Task details
Each entry below must be repeated word for word.

+++

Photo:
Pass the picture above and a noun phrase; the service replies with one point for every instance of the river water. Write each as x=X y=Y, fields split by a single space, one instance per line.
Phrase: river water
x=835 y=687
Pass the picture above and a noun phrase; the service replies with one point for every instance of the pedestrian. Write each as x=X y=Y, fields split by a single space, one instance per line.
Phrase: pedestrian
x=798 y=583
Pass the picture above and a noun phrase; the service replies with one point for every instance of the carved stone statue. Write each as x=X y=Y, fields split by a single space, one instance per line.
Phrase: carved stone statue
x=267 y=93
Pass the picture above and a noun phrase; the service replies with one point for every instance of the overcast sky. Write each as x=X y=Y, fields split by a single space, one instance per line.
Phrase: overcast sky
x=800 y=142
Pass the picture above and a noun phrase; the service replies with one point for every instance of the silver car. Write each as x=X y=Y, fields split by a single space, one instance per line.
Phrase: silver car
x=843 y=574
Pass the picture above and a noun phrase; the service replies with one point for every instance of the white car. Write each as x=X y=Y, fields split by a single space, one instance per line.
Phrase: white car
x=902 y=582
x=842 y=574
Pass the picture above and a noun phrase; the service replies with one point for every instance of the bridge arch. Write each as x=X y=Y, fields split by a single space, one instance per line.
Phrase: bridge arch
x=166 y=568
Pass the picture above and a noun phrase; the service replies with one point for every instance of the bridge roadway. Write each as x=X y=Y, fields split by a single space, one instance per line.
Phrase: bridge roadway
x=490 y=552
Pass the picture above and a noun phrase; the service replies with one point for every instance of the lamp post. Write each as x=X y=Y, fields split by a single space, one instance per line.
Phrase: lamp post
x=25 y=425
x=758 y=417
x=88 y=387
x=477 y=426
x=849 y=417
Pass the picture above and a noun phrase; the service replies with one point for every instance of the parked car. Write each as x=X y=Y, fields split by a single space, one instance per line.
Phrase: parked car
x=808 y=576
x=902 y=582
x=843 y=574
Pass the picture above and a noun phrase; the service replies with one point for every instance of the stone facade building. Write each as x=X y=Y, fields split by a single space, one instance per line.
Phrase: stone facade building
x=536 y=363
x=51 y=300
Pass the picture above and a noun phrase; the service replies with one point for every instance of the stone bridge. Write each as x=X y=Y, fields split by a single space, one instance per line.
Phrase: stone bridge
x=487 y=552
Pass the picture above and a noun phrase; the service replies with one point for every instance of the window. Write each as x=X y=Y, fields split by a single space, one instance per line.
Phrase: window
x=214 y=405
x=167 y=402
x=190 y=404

+++

Your solution
Photo:
Pass the picture above and a noun phrase; the service replies with one point for every instance of the river water. Write each as x=X y=Y, fields split by a single space, one instance per line.
Phrase: river water
x=835 y=687
Pass the picture above and a noun phrase; the service replies with one point for every instance of the pedestrian. Write each as x=X y=Y, fields split by a single space, one instance per line.
Phrase: pedestrian
x=798 y=583
Pass the picture above and a noun phrase; the service replies with one point for every instance of the carved stone statue. Write each as x=X y=Y, fields split by a single space, one instance per line.
Phrase: carved stone statue
x=267 y=93
Pass the picture above and a noun phrase; the service replies with one point for every instance of the overcast sky. Write each as x=X y=Y, fields split by a single space, one instance per line.
Phrase: overcast sky
x=800 y=142
Pass the picture above and a noun phrase; the service replies with one point for every instance of the silver car. Write each as x=X y=Y, fields split by a single space, one instance per line.
Phrase: silver car
x=843 y=574
Pass the picture above and a noun phrase; the service replies with one point for every instance of the white car. Write each as x=X y=Y, fields split by a single space, one instance per line.
Phrase: white car
x=902 y=582
x=842 y=574
Pass the picture above and a noun phrase; the service replies with one point for every instance of the bridge arch. Write each as x=X y=Y, fields split by a single space, one instance per line.
Phrase: bridge arch
x=166 y=568
Pass the picture above and a noun phrase; the service replies with one point for every instance of the bridge roadway. Write each as x=X y=Y, fields split by a single space, one instance per line.
Phrase: bridge roadway
x=490 y=552
Pass the picture above and a noun phrase; the service replies with one point for every instance of the lamp post. Write each as x=X y=Y, fields split by a single space, one instance per line.
Phrase: lamp post
x=25 y=425
x=758 y=417
x=88 y=387
x=477 y=426
x=849 y=417
Pass the picture above and a noun phrase; the service replies with one point for every instance of the parked car. Write each as x=X y=Y, fields split by a single space, one instance per line.
Phrase: parked car
x=808 y=576
x=902 y=582
x=843 y=574
Pass the picture above and a noun phrase; the service replies with one point for every instance of the stone facade building. Write each as x=X y=Y, fields split by a single space, one instance per line.
Phrase: stone facade building
x=536 y=363
x=51 y=300
Pass the picture above and a noun phrase; the service replies with one point for every instance of the stone bridge. Write each as x=X y=Y, fields split by a single space, one instance per line.
Phrase: stone bridge
x=487 y=552
Pass the picture above and a noun phrase; the service replies with one point for every instance of the window. Write each as x=X y=Y, fields split by a single space, one instance per line.
Phrase: window
x=214 y=405
x=167 y=402
x=190 y=404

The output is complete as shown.